* _GIVEN PROBLEM 1_
In the piece on Mallaig Harbour, who built the first pier at Mallaig, and in what year?
* _GIVEN PROBLEM 2_
According to the piece on Mallaig Harbour, what features of the landscape did Thomson focus on as a landscape photographer? List every one.

+++ DOCUMENT PASSAGE

Travel in Time – Thomson’s Scotland – Lochaber Series No 26: Mallaig Harbour

Since 2021, photographer and historical researcher Estelle Slegers Helsen has been wandering around Lochaber in the footsteps of the Scottish photographer W.S. Thomson MBE (1906-1967). She takes photographic remakes roughly 70 years after Thomson initially captured the landscape and talks to local people along her journey. Every fortnight, Estelle takes our readers to various places in Lochaber. This week, she focuses on Mallaig Harbour.

Auctioning the night’s catch at Mallaig Pier. Late 1940s. Photograph: W.S. Thomson.

W.S. Thomson’s photograph Auctioning the night’s catch at Mallaig Pier captured around 1950, is an atypical image published in his booklet Let’s See Mallaig and the Road to the Isles.

As a landscape photographer, he focused on the glens, lochs, hills, mountains and clouds and avoided capturing people in his frame.

However, this photograph, in which two dozen people play a part, perfectly concludes the photographic journey from Glenfinnan to Mallaig, depicting Mallaig as a busy fishing port.

“As a village, Mallaig is a relatively recent creation,” explains Malcolm Poole, the
Mallaig Heritage Centre curator.

“In the 1840s, Lord Lovat, the owner of North Morar Estate, divided the farm of Mallaigvaig into 17 parcels of land and encouraged his tenants to move to the western part of the peninsula to make a living from fishing.”

Fishing was a hazardous business in the 19th century.

Regardless, by 1851, more than 100 people settled on the rough and windy plots of Mallaig, which became the largest settlement on the peninsula.

“The steady growth of Mallaig as a harbour began with the building of the first pier in 1846 by Lord Lovat,’ adds harbour master James “Pimmy” McLean.

++++++
+++ RECORD EXCERPTS

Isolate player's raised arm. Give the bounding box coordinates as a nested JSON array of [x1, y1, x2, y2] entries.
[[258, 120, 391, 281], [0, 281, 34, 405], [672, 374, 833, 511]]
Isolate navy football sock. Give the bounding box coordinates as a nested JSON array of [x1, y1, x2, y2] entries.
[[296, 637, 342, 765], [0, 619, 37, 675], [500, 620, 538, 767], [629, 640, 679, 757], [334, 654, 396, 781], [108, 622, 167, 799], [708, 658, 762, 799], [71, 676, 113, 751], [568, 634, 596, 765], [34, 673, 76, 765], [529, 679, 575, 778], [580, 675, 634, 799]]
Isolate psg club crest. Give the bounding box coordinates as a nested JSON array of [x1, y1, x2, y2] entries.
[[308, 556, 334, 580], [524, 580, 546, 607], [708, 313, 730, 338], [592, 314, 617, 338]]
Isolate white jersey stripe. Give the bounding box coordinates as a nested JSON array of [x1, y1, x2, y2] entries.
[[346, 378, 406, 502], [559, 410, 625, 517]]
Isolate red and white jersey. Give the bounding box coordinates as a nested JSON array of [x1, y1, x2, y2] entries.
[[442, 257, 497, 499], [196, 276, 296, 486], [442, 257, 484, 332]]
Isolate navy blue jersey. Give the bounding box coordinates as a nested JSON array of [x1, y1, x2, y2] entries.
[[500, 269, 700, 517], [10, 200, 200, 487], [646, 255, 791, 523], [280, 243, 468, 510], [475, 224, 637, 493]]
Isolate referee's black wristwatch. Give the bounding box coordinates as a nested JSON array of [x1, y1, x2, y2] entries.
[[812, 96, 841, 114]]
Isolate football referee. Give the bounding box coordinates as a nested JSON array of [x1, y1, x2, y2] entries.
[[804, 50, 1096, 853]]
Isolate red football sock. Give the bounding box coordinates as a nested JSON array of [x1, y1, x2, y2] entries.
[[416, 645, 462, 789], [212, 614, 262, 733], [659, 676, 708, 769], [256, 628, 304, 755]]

++++++

* _CORRECT RESULT 1_
Lord Lovat built it in 1846.

* _CORRECT RESULT 2_
Glens, lochs, hills, mountains and clouds